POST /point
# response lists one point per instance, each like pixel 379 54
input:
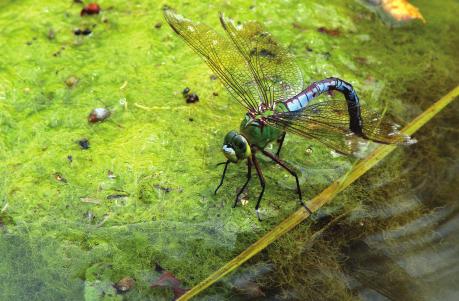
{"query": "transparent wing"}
pixel 222 57
pixel 328 122
pixel 275 71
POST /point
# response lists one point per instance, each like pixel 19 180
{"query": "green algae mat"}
pixel 137 196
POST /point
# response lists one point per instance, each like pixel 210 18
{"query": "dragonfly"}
pixel 265 79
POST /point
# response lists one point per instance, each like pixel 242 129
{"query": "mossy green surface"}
pixel 73 239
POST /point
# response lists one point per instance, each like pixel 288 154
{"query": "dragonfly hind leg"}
pixel 262 183
pixel 292 172
pixel 280 141
pixel 223 175
pixel 249 175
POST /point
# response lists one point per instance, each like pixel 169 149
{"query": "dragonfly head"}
pixel 236 147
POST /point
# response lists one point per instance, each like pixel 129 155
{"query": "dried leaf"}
pixel 401 10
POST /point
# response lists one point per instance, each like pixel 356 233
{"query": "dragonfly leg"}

________________________

WHAT THE TASK REQUIRES:
Make an exact copy of the data above, pictures excluded.

OUTPUT:
POST /point
# response lists one point per instance, each like pixel 379 54
input:
{"query": "transparent wing"}
pixel 222 57
pixel 328 122
pixel 275 71
POST /point
# response lists one point per instance, each like pixel 19 180
{"query": "green algae mat"}
pixel 137 196
POST /point
# response lists one point per instance, each like pixel 210 18
{"query": "dragonfly"}
pixel 265 79
POST /point
# response lists one point per instance, each like pixel 242 129
{"query": "mossy green surface"}
pixel 73 239
POST /point
# response lists one point per instance, each like pixel 288 154
{"query": "dragonfly hind leg"}
pixel 262 183
pixel 292 172
pixel 280 141
pixel 223 175
pixel 249 175
POST /point
# response lists one point per instance, each like pixel 169 149
{"query": "dragonfly head"}
pixel 236 147
POST /point
# response lists one point per instance, each like pixel 129 155
{"query": "dried leaf"}
pixel 401 10
POST /point
# response lists one point per instance, each like pixel 356 233
{"query": "dragonfly leg"}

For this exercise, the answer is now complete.